Could you extract every line of the items below word for word, leaving the pictures out of your answer?

Point-based annotation data ->
· · ·

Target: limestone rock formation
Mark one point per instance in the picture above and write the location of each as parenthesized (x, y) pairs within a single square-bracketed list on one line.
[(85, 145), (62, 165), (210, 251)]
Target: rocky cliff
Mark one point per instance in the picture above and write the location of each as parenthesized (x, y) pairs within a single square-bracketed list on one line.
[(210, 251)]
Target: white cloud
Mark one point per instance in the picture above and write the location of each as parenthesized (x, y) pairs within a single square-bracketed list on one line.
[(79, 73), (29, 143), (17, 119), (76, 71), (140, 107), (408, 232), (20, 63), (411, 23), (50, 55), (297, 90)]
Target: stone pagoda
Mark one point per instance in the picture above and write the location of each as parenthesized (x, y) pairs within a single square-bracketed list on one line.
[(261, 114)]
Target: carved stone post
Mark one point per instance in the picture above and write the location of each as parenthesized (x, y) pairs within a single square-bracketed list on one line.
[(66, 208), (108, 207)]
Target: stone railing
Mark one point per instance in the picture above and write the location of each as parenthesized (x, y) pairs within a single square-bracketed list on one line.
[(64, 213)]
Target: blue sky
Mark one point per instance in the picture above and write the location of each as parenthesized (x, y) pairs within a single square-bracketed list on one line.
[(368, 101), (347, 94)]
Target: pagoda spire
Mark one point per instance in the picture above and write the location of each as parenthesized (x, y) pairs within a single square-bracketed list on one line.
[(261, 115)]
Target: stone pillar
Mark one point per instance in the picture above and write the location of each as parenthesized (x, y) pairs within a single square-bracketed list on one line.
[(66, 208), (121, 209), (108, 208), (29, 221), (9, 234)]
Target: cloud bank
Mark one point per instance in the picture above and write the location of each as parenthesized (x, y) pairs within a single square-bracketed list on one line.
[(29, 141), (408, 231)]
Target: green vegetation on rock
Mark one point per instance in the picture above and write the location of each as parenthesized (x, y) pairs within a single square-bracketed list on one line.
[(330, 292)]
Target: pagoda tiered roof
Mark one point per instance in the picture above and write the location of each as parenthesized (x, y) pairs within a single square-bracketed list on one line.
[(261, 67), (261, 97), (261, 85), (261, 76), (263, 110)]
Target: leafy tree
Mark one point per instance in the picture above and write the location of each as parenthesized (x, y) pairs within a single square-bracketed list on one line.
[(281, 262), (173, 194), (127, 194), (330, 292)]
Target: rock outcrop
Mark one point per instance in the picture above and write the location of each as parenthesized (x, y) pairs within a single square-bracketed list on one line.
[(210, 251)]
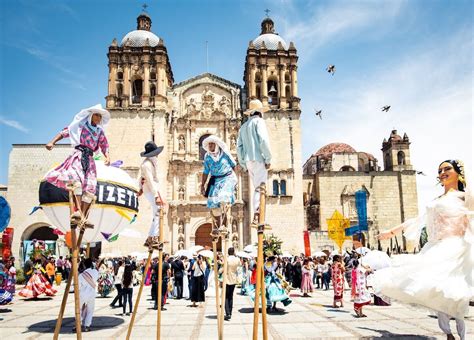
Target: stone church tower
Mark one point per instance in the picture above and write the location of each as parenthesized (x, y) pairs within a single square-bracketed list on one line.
[(146, 105), (396, 152), (271, 76)]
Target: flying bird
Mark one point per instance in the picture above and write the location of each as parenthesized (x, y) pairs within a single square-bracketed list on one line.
[(331, 69)]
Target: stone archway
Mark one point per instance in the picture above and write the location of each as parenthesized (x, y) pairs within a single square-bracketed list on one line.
[(202, 237), (38, 231)]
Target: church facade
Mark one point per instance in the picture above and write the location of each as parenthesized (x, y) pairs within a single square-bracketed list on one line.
[(146, 104)]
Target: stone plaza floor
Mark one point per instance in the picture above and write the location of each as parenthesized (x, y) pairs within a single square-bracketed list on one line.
[(305, 318)]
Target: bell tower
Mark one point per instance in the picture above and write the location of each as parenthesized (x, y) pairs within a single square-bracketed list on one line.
[(270, 75), (139, 69), (271, 69), (396, 152)]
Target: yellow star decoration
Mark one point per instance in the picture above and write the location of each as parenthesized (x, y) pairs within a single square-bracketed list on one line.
[(336, 228)]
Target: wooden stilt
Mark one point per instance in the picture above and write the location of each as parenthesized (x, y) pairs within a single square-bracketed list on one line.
[(224, 239), (215, 239), (65, 296), (137, 302), (260, 286), (160, 277), (75, 273)]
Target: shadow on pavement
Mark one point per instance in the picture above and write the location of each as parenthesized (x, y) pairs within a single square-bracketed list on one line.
[(98, 322), (249, 310), (386, 335)]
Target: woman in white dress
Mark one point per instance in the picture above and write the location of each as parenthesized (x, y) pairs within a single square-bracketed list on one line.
[(440, 277)]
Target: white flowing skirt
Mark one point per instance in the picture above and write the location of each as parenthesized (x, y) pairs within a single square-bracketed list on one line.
[(439, 277)]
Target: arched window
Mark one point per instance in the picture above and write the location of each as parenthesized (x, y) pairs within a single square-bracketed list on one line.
[(283, 187), (119, 90), (202, 152), (401, 158), (272, 88), (258, 92), (275, 188), (137, 91)]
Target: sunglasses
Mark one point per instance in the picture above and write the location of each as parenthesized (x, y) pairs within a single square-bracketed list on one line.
[(445, 169)]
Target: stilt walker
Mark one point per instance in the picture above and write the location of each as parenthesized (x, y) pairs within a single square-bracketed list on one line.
[(75, 243), (253, 151), (78, 175), (219, 167), (260, 286), (215, 239), (160, 279), (150, 188)]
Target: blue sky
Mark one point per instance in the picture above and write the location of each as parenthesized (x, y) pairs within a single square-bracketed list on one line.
[(413, 55)]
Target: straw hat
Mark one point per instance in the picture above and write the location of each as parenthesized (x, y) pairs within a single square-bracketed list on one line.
[(255, 105)]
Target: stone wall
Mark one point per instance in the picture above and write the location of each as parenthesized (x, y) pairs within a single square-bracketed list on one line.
[(27, 166)]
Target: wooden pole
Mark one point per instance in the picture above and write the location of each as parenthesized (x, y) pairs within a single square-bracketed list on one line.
[(216, 274), (260, 286), (137, 302), (224, 239), (261, 222), (77, 302), (65, 296), (160, 277)]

· · ·

Full output ->
Target: limestone rock formation
Mark one point per instance in the picture above and write the location of each as parenthesized (x, y) pairs within a single square-bracketed list on one line.
[(85, 145), (62, 165), (210, 251)]
Target: rocky cliff
Mark one point per instance in the picture above and write the location of each as parenthesized (x, y) pairs within a single square-bracketed list on one line.
[(210, 251)]
Target: white cloud
Mark one point per instance in the picture above and write the location of each as parenthesized (x, y) pairs within a single square-bracketed list on one line.
[(79, 73), (29, 143), (17, 119), (76, 71), (140, 107), (408, 232), (20, 63), (411, 23), (50, 55), (297, 90)]
Target: stone pagoda
Mark one point per instance in the picture above and write the location of each as parenthesized (x, y) pairs within a single square-bracketed list on one line.
[(261, 114)]
Target: carved stone post
Mark one point per instance in the picture above and write the location of each as parenthesized (x, y) pairs within a single square-bracketed list on one line.
[(66, 208), (108, 207)]
Target: stone railing
Mark one point per instance in the picture above and write the location of each as parenthesized (x, y) pairs within a single square-bracketed list on one line.
[(64, 213)]
Target: blue sky
Mark one point per instance in the picture above and write the location of each as parenthesized (x, y) pairs within a single square-bracketed list on one line.
[(368, 101), (347, 94)]
Target: pagoda spire
Mark one point per instance in the picture above and write the location of each as parenthesized (x, y) pairs within a single square-bracketed list on one line.
[(261, 115)]
Target: stone pillar
Mark one point per instance in the picture above and write the location of each as parenthesized (x, y) pairs within a single square-bracketed list on one line.
[(66, 208), (121, 209), (108, 208), (29, 221), (9, 234)]
Target: cloud bank
Mark one point per instance in the picture above and write the location of each as parenthesized (x, y) pairs within a single square-bracketed list on one line.
[(29, 141), (408, 231)]
Target: green vegetation on rock
Mark one point per instance in the picture above and write the location of each as parenthesized (x, y) pairs within a single square-bracketed list on one line.
[(330, 292)]
Target: pagoda tiered roof
Mark one point per instance in the picture above and write the location of each as parenthesized (x, y) pairs within a single square-bracketed list on one line.
[(261, 67), (261, 97), (261, 85), (261, 76), (263, 110)]
Target: leafy tree
Mark one point per instance in the picture above and write the location of each as parenthesized (x, y) pairs within a single square-bracketed list on one line.
[(281, 262), (173, 194), (127, 194), (330, 292)]
Target: rock outcrop
Mark one point per instance in the picture above and write the location of each as parenthesized (x, y) pairs within a single square-bracketed list on one line.
[(210, 251)]
Target: stone church tower
Mark one point per instance in the picture above and write the location of each as parenthesized (x, y) pairs within a single square-bracketed list on one line.
[(146, 105), (396, 152), (271, 76)]
Target: flying bird
Mark one point per instance in the picture above and write the location of each as parenthesized (x, y) pairs within a single square-bracketed list on one line.
[(331, 69)]
Target: stone archway
Mark one point per instance in the picture above and write the location of each as parenthesized (x, y) pairs within a single square-bracketed list on one line.
[(202, 237), (38, 231)]
Target: church facade
Mark one point per instance in the picture above and write the location of each as parenthesized (x, y) pairs within a single square-bracketed list on one line.
[(146, 104)]
Target: stone plaza floor
Mark one point per instance in the picture above and write the location of each as parenthesized (x, y) pairs within a single square-bracketed list on one line.
[(305, 318)]
Target: bell tower
Mark one point per instance in the picture above and write the location of each as parenthesized (x, y) pairs within a single square-bracketed list on one line.
[(270, 75), (139, 69), (271, 69), (396, 152)]
Target: yellow star decoration
Mark one point per instance in the picture above and write the location of each as parenthesized (x, y) pairs within a single square-bracketed list on one line.
[(336, 228)]
Target: wooden stilt
Mark one point per instance in the picture above and write the location of each as parenthesized (x, y) pairs within a single square-bracketed list on one line.
[(224, 239), (215, 239), (65, 296), (137, 302), (260, 286), (160, 277), (75, 273)]
Target: shadow on pavement
Mark one point per instance in the picture above and write the location of each as parenthesized (x, y) pairs within a single square-bracketed list on one line.
[(98, 322), (249, 310), (386, 335)]
Target: woman in white dress
Mark one point per instance in the picture above and write the location of each as parenthesized (x, y) pairs within a single square-bracketed list on one line.
[(440, 277)]
Target: white flowing skirt
Mark one point per instance in the picture above and write the location of each as parenthesized (x, y) pairs within a single square-bracketed list on one line.
[(439, 277)]
Target: arched window
Mark one point per instance in the picture above and write the location of each as parenthesized (x, y) pairs within a single square-bracketed list on one line.
[(283, 187), (119, 90), (202, 152), (401, 158), (272, 88), (258, 92), (275, 188), (137, 91)]
Target: sunglasses
Mark one point per instance in the picture above and write the location of each as parenthesized (x, y) pairs within a single square-bracketed list on one line.
[(445, 169)]
Target: stilt walker
Mark one point per instance in the picture above and write the location of each as parenthesized (x, y) pairs within a single square-bracketed list on one line.
[(75, 243), (253, 151), (78, 175), (219, 167), (260, 286), (215, 239), (160, 279), (150, 188)]
Target: blue sky
Mark one point per instance in the picture above and write the location of each as parenthesized (x, y) pairs within a single square-bracketed list on one line.
[(413, 55)]
Target: straw hat
Mark one point per instance in the picture above and write the location of each as parenthesized (x, y) pairs within a single square-bracketed list on one line.
[(255, 105)]
Target: stone wall
Mark one point per instance in the picture above and write the location of each as parenthesized (x, y) pairs within a single square-bracketed list on one line.
[(27, 166)]
Target: wooden pole
Mark one point per instance in the picture above and write the location of each as parenthesized (x, y) pairs within a single square-bracketed list on one line.
[(216, 274), (260, 286), (137, 302), (224, 239), (261, 222), (77, 302), (65, 296), (160, 277)]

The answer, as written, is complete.